### Challenge
Repeat exactly, and only, the lines from the one containing "Find the stone" through the end of the records.

** Start Records to use **

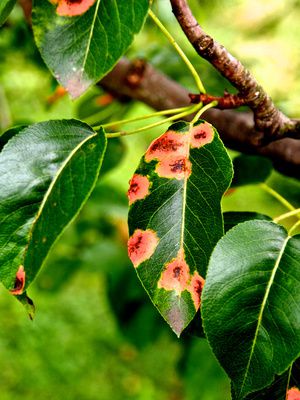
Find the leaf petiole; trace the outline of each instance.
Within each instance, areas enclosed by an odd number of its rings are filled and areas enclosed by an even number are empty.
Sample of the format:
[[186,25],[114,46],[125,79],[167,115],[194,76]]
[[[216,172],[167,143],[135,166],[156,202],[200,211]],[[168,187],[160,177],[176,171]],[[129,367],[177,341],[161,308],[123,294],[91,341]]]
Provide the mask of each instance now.
[[122,120],[119,120],[119,121],[108,122],[107,124],[97,125],[97,126],[94,126],[93,129],[94,130],[98,130],[101,127],[102,128],[109,128],[109,127],[115,126],[115,125],[124,125],[124,124],[130,123],[130,122],[143,121],[144,119],[159,117],[161,115],[178,114],[178,113],[181,113],[181,112],[184,112],[184,111],[188,111],[192,107],[193,106],[186,106],[186,107],[180,107],[180,108],[171,108],[169,110],[157,111],[155,113],[142,115],[140,117],[122,119]]
[[175,48],[177,53],[180,55],[180,57],[183,60],[183,62],[185,63],[185,65],[190,70],[190,72],[191,72],[191,74],[192,74],[192,76],[193,76],[193,78],[194,78],[194,80],[196,82],[197,88],[199,89],[199,92],[200,93],[206,93],[206,90],[205,90],[205,88],[203,86],[203,83],[201,81],[201,78],[200,78],[198,72],[196,71],[196,69],[194,68],[193,64],[190,62],[190,60],[187,58],[187,56],[184,53],[184,51],[182,50],[182,48],[179,46],[179,44],[176,42],[176,40],[173,38],[173,36],[170,34],[170,32],[166,29],[166,27],[162,24],[162,22],[153,13],[153,11],[149,10],[148,14],[152,18],[153,22],[158,26],[158,28],[166,36],[166,38],[169,40],[171,45]]
[[300,208],[297,208],[296,210],[293,211],[289,211],[288,213],[281,214],[278,217],[274,218],[273,221],[279,222],[282,221],[283,219],[290,218],[293,216],[297,216],[300,219]]
[[[201,103],[200,103],[201,104]],[[205,113],[205,111],[209,110],[210,108],[213,108],[215,106],[218,105],[218,102],[216,100],[212,101],[209,104],[206,104],[206,106],[202,107],[197,114],[195,115],[195,117],[193,118],[193,120],[191,121],[191,124],[193,125],[196,121],[198,121],[198,119],[201,117],[201,115],[203,113]]]
[[111,138],[115,138],[115,137],[129,136],[129,135],[133,135],[134,133],[143,132],[143,131],[146,131],[148,129],[155,128],[156,126],[163,125],[166,122],[174,121],[176,119],[184,118],[184,117],[186,117],[186,116],[188,116],[190,114],[193,114],[194,112],[197,112],[199,110],[200,106],[201,106],[201,104],[197,104],[195,106],[188,107],[187,110],[185,110],[185,111],[183,111],[183,112],[181,112],[179,114],[172,115],[169,118],[165,118],[165,119],[163,119],[161,121],[154,122],[153,124],[149,124],[149,125],[143,126],[142,128],[134,129],[132,131],[127,131],[127,132],[126,131],[121,131],[121,132],[107,133],[106,137],[108,139],[111,139]]

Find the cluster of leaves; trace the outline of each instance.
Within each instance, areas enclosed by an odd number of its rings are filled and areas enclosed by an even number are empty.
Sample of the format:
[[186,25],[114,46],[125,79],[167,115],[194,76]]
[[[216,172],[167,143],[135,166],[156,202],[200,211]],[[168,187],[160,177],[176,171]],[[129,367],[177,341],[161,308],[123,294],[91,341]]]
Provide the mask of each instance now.
[[[1,23],[13,5],[1,5]],[[147,0],[36,0],[35,40],[75,98],[116,64],[148,8]],[[0,137],[0,279],[30,314],[26,290],[93,190],[106,147],[103,128],[76,120],[19,126]],[[232,181],[211,125],[173,124],[131,179],[128,253],[173,331],[207,338],[233,399],[283,400],[287,392],[292,399],[299,394],[289,389],[299,387],[300,236],[264,215],[222,213],[230,185],[263,182],[271,170],[254,160],[260,173],[245,175],[244,164],[249,159],[235,160]]]

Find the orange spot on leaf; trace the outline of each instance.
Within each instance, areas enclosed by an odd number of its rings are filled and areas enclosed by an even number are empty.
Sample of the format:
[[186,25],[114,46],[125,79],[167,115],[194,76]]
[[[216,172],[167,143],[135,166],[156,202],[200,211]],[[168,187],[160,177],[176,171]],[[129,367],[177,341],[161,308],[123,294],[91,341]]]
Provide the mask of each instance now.
[[191,174],[192,165],[183,156],[170,156],[160,161],[156,166],[156,172],[163,178],[184,179]]
[[142,200],[149,194],[150,182],[146,176],[135,174],[129,182],[129,190],[127,192],[129,204],[136,200]]
[[195,126],[191,130],[191,147],[199,148],[213,141],[214,130],[213,127],[208,123],[204,122],[200,125]]
[[23,293],[25,287],[25,271],[23,265],[20,265],[15,278],[14,288],[10,290],[13,295],[19,295]]
[[300,390],[292,388],[287,393],[287,400],[300,400]]
[[184,260],[183,250],[179,250],[177,257],[166,265],[158,287],[165,290],[175,290],[178,295],[186,288],[190,278],[190,269]]
[[177,257],[166,265],[157,286],[159,289],[175,290],[178,296],[184,290],[188,290],[195,309],[198,310],[204,282],[197,271],[193,275],[190,274],[190,268],[184,259],[184,251],[180,249]]
[[186,156],[188,153],[188,137],[187,135],[177,133],[175,131],[167,131],[159,138],[155,139],[149,146],[145,160],[164,160],[169,155]]
[[195,271],[188,286],[188,291],[191,293],[196,310],[198,310],[201,304],[201,293],[203,290],[204,282],[205,280],[202,278],[202,276],[200,276],[198,272]]
[[57,4],[56,12],[62,17],[74,17],[84,14],[96,0],[52,0]]
[[137,229],[128,240],[128,255],[135,268],[154,253],[159,239],[154,231]]

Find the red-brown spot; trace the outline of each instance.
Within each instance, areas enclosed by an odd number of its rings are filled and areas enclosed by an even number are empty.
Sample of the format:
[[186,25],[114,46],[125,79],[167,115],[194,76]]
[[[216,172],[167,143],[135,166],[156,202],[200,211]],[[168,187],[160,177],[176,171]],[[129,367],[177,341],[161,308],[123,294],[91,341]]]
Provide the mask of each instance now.
[[20,265],[15,278],[14,288],[10,290],[13,295],[19,295],[23,293],[25,286],[25,271],[23,265]]
[[179,250],[178,255],[166,265],[158,287],[165,290],[175,290],[178,295],[183,292],[190,278],[190,269],[184,260],[183,250]]
[[197,125],[191,130],[191,147],[199,148],[213,141],[213,127],[208,123]]
[[188,291],[191,293],[196,310],[201,304],[201,293],[203,290],[205,280],[198,274],[197,271],[194,272],[190,284],[188,286]]
[[150,182],[146,176],[135,174],[129,182],[129,190],[127,192],[129,204],[136,200],[142,200],[149,194]]
[[186,157],[170,156],[161,160],[155,171],[163,178],[184,179],[190,176],[192,165]]
[[74,17],[84,14],[96,0],[51,0],[57,4],[56,12],[62,17]]
[[128,255],[135,268],[154,253],[159,239],[154,231],[137,229],[128,240]]
[[164,160],[169,155],[187,156],[188,136],[175,131],[167,131],[159,138],[155,139],[149,146],[145,160]]
[[292,388],[287,393],[287,400],[300,400],[300,390]]

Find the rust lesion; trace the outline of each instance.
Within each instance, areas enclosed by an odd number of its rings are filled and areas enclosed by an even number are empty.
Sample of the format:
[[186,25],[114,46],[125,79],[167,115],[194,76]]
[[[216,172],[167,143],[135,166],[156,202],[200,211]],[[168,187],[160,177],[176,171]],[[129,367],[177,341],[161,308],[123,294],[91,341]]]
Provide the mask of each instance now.
[[129,182],[127,192],[129,205],[137,200],[142,200],[149,195],[150,181],[147,176],[134,174]]
[[188,291],[197,311],[201,305],[201,294],[204,283],[204,278],[197,271],[191,274],[190,268],[185,261],[184,250],[180,249],[177,257],[165,265],[157,287],[159,289],[175,291],[178,297],[181,296],[183,291]]
[[20,265],[16,277],[15,277],[15,283],[14,283],[14,288],[10,290],[10,293],[13,295],[20,295],[24,291],[25,287],[25,270],[23,265]]
[[62,17],[82,15],[95,4],[96,0],[51,0],[56,5],[56,13]]
[[135,268],[154,254],[158,242],[159,238],[152,229],[134,231],[128,240],[128,256]]

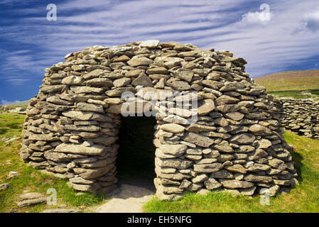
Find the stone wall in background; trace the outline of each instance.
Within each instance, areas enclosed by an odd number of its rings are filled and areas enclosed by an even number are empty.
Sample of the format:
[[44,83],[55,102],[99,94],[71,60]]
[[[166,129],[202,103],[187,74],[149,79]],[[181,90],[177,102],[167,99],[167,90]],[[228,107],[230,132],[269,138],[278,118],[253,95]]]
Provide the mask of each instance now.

** End Records to use **

### Reply to the task
Find the stone wall in background; trace the outline of each instance.
Within each instance, areas enclosed by an odd number of its rings are filled and areas enclosed by an even number are empty.
Sample of the format:
[[44,83],[55,102],[99,94],[71,60]]
[[[166,129],[202,103],[187,74],[149,79]],[[181,90],[177,102],[167,99],[167,90]],[[228,107],[230,132],[269,138],[278,118],[253,95]]]
Provide the mask of each instance now.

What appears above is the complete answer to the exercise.